▶ WRITTEN TASK
Could you write out, character for character, everything from the line containing "[locate] flat screen" down to the final line of the rows below, including both of those lines?

Start of EXTRACTED MATERIAL

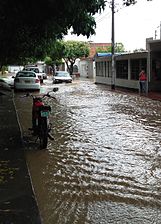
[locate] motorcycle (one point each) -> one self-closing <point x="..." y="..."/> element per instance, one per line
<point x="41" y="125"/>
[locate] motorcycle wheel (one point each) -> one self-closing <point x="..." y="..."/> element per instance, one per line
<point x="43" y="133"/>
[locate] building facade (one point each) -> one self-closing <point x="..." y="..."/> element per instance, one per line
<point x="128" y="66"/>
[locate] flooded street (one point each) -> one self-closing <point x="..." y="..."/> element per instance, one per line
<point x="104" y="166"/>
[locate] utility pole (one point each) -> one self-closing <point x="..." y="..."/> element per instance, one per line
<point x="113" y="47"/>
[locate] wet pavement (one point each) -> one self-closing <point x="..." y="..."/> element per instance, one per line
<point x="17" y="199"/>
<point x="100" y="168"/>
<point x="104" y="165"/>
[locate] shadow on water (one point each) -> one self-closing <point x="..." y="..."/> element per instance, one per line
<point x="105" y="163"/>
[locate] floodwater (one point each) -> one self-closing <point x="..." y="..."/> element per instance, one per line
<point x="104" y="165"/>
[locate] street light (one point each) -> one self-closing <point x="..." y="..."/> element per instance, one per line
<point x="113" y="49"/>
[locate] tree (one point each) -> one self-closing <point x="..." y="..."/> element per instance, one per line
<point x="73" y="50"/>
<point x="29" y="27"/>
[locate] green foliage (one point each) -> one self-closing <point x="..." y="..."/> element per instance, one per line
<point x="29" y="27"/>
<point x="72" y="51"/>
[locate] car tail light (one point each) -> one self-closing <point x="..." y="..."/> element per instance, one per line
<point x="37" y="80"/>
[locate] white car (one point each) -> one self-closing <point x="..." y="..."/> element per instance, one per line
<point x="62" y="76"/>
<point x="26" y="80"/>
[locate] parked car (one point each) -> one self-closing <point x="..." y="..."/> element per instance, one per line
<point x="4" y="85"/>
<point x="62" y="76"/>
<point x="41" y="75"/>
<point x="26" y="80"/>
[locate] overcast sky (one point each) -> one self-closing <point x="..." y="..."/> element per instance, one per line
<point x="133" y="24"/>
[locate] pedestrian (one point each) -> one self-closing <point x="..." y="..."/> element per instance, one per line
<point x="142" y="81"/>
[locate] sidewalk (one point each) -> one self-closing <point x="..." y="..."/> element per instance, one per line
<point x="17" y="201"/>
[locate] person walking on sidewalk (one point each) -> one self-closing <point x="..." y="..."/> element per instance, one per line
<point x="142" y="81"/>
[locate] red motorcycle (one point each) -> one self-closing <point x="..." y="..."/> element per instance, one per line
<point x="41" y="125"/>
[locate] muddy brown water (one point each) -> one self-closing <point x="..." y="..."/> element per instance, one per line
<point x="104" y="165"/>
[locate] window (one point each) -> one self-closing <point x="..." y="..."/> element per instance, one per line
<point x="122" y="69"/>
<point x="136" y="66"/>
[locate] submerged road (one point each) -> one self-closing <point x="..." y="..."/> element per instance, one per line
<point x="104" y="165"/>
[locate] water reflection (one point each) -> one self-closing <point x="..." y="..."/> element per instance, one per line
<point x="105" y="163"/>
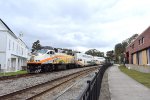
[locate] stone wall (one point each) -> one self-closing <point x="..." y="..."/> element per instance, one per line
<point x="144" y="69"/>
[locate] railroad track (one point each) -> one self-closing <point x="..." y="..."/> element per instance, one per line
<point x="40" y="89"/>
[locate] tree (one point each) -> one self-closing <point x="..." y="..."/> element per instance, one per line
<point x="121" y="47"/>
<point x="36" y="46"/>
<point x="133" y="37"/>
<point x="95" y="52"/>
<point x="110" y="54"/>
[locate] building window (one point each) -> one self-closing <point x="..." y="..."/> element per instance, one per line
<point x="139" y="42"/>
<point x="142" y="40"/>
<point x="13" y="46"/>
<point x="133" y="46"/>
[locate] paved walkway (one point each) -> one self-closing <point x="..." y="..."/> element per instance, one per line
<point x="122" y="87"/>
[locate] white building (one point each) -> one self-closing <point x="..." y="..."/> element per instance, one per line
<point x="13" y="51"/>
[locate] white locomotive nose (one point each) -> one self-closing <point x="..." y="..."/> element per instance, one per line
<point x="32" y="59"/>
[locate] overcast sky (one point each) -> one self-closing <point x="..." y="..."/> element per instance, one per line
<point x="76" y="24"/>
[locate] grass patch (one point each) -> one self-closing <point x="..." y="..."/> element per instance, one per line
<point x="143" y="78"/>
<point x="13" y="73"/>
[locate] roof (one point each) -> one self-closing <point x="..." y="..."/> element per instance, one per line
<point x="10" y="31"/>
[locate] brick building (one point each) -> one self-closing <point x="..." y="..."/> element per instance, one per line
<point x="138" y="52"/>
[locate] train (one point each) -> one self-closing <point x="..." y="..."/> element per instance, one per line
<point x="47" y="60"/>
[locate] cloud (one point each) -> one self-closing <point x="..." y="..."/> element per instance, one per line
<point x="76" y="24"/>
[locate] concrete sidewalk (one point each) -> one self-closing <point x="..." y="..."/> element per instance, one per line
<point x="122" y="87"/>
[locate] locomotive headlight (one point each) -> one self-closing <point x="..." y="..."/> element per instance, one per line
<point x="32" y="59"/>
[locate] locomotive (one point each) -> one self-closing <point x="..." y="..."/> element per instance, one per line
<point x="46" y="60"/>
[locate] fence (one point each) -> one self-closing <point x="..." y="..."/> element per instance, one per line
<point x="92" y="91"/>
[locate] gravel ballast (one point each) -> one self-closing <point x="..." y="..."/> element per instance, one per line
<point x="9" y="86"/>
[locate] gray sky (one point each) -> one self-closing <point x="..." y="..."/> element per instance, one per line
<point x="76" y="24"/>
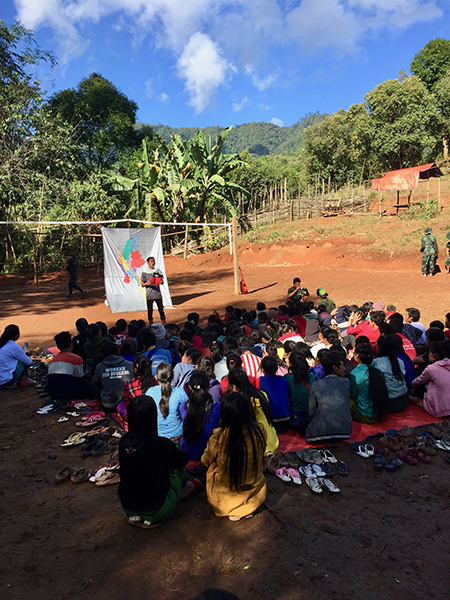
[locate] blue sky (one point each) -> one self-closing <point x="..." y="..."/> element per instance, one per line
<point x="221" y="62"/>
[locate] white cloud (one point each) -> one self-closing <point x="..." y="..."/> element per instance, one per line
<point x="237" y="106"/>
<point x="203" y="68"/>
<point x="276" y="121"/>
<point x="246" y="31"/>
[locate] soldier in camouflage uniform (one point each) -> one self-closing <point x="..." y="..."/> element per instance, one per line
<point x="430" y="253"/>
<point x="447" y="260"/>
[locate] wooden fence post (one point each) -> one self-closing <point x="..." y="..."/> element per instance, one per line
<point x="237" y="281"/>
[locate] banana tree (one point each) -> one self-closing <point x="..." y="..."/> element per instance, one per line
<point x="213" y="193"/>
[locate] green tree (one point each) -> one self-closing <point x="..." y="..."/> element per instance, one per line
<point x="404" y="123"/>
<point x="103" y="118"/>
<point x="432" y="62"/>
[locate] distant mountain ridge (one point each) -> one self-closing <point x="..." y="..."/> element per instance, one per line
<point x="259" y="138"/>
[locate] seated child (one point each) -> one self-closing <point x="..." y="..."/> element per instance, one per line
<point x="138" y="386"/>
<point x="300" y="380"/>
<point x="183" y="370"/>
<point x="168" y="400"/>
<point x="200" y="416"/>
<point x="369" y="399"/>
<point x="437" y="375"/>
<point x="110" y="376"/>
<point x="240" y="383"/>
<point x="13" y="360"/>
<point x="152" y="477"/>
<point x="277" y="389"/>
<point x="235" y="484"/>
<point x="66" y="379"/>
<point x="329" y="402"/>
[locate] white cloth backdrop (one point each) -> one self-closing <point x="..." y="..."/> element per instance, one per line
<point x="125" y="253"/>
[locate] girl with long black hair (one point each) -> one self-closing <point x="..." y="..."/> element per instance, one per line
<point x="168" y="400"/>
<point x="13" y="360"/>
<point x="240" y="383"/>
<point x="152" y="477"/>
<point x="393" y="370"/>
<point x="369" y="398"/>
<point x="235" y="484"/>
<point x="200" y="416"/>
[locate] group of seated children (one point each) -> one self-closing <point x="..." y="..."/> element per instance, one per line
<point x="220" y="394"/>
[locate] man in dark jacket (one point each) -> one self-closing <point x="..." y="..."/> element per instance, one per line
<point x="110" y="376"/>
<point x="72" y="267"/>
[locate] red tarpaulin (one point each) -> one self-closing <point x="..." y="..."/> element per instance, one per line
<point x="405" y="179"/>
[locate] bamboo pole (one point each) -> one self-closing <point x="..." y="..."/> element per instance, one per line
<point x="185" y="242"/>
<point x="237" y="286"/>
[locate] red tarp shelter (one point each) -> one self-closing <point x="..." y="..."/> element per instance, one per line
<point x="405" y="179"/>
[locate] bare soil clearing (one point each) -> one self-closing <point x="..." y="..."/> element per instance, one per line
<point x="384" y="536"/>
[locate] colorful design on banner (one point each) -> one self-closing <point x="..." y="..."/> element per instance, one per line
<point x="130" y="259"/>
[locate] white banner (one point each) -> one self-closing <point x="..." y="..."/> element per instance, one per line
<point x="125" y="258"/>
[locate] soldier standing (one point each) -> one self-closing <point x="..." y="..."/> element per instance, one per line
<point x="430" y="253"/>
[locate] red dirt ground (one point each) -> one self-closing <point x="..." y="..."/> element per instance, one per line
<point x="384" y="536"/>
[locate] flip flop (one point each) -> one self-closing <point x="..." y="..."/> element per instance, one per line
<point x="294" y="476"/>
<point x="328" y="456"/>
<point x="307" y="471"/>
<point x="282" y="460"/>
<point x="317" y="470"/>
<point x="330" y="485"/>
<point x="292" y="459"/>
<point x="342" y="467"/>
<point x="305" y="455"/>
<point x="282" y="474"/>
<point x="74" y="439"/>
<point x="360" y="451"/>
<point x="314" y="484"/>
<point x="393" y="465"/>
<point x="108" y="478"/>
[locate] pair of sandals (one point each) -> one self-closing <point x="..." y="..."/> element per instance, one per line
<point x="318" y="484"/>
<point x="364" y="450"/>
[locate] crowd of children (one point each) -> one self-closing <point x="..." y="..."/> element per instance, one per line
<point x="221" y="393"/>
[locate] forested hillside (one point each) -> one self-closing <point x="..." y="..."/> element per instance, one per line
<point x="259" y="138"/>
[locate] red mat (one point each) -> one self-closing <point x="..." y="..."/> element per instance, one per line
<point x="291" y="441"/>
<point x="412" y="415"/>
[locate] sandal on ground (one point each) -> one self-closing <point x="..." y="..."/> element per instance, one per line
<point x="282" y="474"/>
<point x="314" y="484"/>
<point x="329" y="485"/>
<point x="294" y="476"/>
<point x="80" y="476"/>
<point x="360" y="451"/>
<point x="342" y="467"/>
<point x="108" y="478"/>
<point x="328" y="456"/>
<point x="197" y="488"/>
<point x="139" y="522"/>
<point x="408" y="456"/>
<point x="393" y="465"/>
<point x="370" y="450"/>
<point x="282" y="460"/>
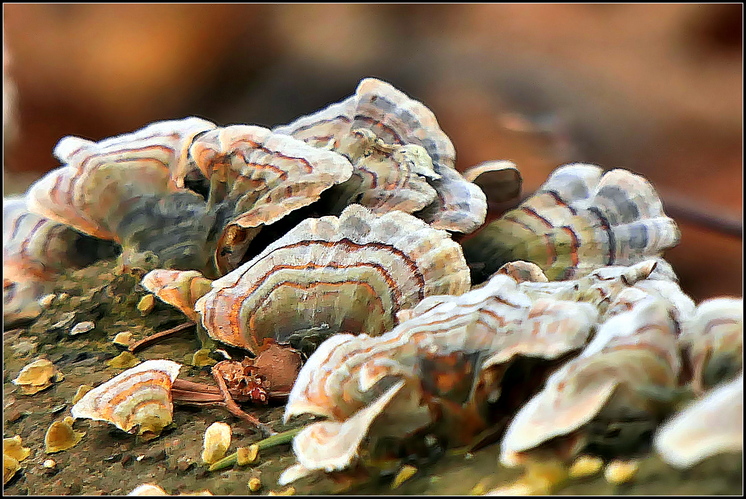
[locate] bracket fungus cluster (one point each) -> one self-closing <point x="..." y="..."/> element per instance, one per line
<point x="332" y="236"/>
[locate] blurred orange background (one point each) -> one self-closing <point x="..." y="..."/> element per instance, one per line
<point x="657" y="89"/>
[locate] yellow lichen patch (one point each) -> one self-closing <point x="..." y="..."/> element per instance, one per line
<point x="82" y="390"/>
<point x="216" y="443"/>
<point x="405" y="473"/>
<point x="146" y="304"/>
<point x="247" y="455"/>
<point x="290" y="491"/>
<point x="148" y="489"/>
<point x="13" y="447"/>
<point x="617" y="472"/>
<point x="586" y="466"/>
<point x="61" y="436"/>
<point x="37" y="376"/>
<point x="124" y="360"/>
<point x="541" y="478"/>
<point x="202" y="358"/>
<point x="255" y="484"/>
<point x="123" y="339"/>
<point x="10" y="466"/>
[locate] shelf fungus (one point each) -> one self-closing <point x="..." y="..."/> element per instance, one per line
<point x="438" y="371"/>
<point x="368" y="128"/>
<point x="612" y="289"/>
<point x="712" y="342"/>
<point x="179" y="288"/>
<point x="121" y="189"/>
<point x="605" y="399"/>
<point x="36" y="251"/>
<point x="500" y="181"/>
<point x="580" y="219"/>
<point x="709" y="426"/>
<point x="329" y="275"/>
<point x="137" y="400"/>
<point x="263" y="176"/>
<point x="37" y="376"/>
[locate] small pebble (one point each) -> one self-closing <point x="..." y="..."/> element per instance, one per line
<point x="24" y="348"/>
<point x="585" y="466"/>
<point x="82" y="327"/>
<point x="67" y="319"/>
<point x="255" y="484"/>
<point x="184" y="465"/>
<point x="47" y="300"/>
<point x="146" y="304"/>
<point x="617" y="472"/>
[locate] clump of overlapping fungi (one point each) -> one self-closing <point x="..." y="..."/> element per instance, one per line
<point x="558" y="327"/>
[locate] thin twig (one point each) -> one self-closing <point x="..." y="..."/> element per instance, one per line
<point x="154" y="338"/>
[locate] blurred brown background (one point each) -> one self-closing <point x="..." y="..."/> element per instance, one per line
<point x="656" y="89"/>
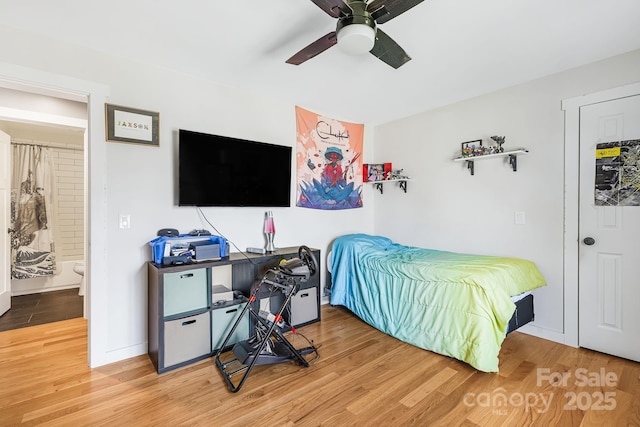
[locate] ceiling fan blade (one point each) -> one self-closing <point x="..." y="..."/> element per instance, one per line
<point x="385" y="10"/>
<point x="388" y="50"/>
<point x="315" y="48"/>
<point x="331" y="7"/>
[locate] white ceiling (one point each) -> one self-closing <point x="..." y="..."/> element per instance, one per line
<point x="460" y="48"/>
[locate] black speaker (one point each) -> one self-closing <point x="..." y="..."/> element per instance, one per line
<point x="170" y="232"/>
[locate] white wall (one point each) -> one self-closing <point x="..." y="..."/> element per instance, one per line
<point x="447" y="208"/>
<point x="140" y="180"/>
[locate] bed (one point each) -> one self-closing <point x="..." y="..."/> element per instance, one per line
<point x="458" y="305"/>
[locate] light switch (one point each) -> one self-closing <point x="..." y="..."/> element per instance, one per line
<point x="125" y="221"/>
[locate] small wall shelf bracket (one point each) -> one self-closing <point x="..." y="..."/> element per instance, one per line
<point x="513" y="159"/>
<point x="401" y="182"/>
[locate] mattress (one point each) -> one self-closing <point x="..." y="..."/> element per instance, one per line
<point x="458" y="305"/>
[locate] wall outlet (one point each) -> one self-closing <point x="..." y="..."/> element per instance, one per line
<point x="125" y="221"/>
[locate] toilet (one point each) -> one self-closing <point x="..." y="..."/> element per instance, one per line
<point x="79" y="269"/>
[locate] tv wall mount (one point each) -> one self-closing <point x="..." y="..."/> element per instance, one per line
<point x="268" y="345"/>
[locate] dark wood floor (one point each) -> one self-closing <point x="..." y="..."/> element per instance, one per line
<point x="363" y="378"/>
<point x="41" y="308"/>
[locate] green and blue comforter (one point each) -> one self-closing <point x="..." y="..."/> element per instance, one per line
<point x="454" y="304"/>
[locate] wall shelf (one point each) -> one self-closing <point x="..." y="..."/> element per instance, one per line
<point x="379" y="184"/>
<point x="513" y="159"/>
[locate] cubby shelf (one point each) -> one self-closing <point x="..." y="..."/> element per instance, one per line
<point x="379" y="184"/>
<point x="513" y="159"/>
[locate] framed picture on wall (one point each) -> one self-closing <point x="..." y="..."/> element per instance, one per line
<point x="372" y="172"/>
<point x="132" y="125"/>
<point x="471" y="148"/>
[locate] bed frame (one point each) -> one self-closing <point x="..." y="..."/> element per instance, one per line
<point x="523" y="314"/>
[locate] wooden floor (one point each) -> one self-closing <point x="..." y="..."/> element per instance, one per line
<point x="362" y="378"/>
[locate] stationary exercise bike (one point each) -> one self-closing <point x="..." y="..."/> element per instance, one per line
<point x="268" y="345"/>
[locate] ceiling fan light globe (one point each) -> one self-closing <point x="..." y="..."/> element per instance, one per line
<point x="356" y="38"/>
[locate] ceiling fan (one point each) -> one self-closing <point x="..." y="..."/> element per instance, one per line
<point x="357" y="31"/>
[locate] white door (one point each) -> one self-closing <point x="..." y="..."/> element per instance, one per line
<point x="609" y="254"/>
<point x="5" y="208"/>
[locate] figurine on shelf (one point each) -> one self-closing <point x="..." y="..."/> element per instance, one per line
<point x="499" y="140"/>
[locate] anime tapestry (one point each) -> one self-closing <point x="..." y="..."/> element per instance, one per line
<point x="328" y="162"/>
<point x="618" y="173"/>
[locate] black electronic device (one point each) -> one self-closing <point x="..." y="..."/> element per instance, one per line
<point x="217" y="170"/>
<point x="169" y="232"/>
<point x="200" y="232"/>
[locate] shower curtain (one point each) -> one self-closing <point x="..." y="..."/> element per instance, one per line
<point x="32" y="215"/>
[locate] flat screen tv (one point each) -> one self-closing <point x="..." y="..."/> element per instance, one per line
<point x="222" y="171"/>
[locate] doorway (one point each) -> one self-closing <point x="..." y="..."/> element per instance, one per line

End of EXTRACTED MATERIAL

▶ WRITTEN REPLY
[locate] flat screen tv (one point each) -> one self-closing <point x="..." y="..."/> element per instance, one per line
<point x="222" y="171"/>
[locate] doorway (one point each) -> one self-closing <point x="..." y="..."/> element per instance, one per line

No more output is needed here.